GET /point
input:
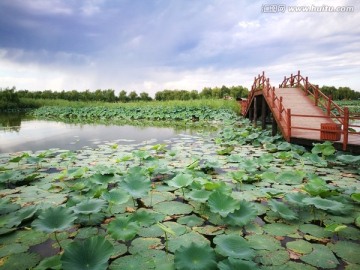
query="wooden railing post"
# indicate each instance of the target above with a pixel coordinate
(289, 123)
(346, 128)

------------------------------------------------------------

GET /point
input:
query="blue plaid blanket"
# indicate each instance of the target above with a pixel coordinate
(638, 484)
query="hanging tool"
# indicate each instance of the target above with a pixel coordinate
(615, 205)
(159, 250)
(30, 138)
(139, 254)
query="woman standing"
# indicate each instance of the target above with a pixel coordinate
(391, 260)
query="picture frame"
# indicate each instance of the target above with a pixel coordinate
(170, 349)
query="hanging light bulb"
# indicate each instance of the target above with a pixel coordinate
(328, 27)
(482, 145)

------------------------------------------------------------

Please pull out every line of the listing above that contains the word "query", copying each one unchanged.

query="wooden railing post"
query="blue plaid blanket"
query="hanging tool"
query="woman standing"
query="picture frame"
query="hanging light bulb"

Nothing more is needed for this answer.